> [Instruction]: Please copy the listing below word for word, from its start through the line containing "pixel 111 374".

Entries from a point annotation set:
====

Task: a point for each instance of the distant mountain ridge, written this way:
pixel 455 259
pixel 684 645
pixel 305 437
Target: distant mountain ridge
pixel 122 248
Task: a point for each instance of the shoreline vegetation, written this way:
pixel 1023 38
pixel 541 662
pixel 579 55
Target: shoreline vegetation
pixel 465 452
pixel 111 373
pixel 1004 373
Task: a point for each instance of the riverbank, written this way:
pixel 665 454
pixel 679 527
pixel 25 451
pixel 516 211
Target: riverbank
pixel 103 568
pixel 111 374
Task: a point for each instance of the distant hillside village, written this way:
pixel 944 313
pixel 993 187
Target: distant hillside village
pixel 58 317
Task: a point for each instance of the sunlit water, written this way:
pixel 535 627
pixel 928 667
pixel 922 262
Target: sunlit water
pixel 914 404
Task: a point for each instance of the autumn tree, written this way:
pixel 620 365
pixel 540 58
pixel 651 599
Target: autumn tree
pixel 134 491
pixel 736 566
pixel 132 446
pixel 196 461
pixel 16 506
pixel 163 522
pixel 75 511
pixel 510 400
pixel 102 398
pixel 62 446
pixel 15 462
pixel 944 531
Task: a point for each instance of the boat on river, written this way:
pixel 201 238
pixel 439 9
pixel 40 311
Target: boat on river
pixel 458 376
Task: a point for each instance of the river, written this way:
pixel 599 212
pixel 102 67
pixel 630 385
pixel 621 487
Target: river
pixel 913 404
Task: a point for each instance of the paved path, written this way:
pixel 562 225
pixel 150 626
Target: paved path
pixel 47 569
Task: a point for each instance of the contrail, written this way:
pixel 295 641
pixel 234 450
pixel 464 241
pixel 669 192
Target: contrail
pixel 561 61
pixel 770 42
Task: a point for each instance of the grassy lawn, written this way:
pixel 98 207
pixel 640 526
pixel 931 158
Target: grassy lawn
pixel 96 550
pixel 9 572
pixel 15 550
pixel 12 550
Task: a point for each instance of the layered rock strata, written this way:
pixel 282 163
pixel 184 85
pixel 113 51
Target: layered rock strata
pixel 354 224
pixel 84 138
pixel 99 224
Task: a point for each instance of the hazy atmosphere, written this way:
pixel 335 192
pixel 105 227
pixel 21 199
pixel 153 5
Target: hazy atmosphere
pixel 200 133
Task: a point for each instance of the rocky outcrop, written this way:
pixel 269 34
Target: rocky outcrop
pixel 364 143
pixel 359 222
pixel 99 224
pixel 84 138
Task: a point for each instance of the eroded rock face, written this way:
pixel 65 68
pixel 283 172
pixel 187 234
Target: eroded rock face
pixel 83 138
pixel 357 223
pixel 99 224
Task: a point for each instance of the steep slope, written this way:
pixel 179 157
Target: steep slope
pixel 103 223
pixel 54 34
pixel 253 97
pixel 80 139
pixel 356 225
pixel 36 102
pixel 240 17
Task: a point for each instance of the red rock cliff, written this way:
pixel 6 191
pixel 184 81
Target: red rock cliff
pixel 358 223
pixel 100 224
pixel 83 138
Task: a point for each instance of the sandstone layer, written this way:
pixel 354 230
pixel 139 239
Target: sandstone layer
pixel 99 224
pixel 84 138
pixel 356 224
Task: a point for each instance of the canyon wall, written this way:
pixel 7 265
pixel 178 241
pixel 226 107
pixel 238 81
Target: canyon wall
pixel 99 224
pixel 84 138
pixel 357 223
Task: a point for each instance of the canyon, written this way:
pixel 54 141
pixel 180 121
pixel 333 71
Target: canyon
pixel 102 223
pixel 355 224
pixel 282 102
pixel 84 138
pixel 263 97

====

> [Output for this exercise]:
Task: a point for each instance of the distant mountain ridge, written this way:
pixel 455 259
pixel 684 645
pixel 305 437
Target: distant mountain ridge
pixel 122 248
Task: a point for each instance of the shoreline vegetation, written this way:
pixel 1023 38
pixel 541 662
pixel 579 55
Target: shoreline vegetation
pixel 465 452
pixel 111 373
pixel 1004 373
Task: a point for each instance of the riverbank, written this way:
pixel 665 454
pixel 679 527
pixel 25 451
pixel 516 211
Target: riverbank
pixel 103 568
pixel 111 374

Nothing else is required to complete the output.